Famous George Orwell Novel 1984
Imagine a society where the thoughts, emotions, and actions of every human are supervised by the government, and there is absolutely no freedom. This is a common theme for a dystopian society, as represented in the famous George Orwell novel, 1984. The Party had the power to control all humanity inside of Oceania.
Winston Smith and his beloved coworker, Julia, are against them in light of the fact that they feel discontent about the oppression and inflexible control of the Party. In the novel, they work together in an attempt to overthrow the Party, until they unfortunately realize it may be best to embrace the Party’s doctrine once they come upon O’Brien, a powerful member of the Brotherhood.
Winston, along with all of the other residents of Oceania, are constantly watched by Big Brother, the government. The constant watch is kept on him by a telescreen, which is always monitoring not only his every action and word, but his facial expressions as well. The slightest notion through appearance or gesture against the Party, who support Big Brother, could automatically mean death, or maybe a much worse torture. He must appear to be a member of the Party in every aspect, and the Thought Police are always there to enforce that loyalty. (LSCHS) This allows us to imagine the cruel, totalitarian society Winston lives in, and just how selfish and power-hungry the government is. It is evident that anybody living under these circumstances would rather be elsewhere.
If there is hope, it lies in the proles. (Orwell 89) This quote means that Winston believed that if they could all come together, they would be strong enough to destroy the Party since the proles make up eighty-five percent of the population of Oceania. If they chose they could blow the Party to pieces tomorrow morning. (Orwell 89) He does not think the Party can be overthrown from within. In addition, the proles are given freedom and have no connection with the Party because they are seen as the lower social class, meaning they are not important enough to pay much attention to. However, this concept becomes less significant later in the novel once Winston and Julia meet O’Brien.
☆ ☆ ☆
▸ **Exercise requirements**:
1. Return everything in the essay on 1984 from "Winston, along with" down to "rather be elsewhere.", copied word for word.
2. Summarize the essay on 1984 in two sentences.
3. According to the essay on 1984, what share of Oceania's population do the proles make up?
The records that come next are drawn from a separate source.

▸ **Extracted records**:
☆ ☆ ☆
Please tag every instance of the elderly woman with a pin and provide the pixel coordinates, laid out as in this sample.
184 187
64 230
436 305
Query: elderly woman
☆ ☆ ☆
▸ **Answers to the problems**:
1.
Winston, along with all of the other residents of Oceania, are constantly watched by Big Brother, the government. The constant watch is kept on him by a telescreen, which is always monitoring not only his every action and word, but his facial expressions as well. The slightest notion through appearance or gesture against the Party, who support Big Brother, could automatically mean death, or maybe a much worse torture. He must appear to be a member of the Party in every aspect, and the Thought Police are always there to enforce that loyalty. (LSCHS) This allows us to imagine the cruel, totalitarian society Winston lives in, and just how selfish and power-hungry the government is. It is evident that anybody living under these circumstances would rather be elsewhere.

2. In Oceania the Party controls everyone, and Winston Smith is constantly watched by Big Brother through a telescreen while the Thought Police enforce loyalty. Winston and his coworker Julia oppose the Party, and Winston believes hope lies in the proles, who make up eighty-five percent of the population, though this idea becomes less significant once he and Julia meet O'Brien.

3. Eighty-five percent.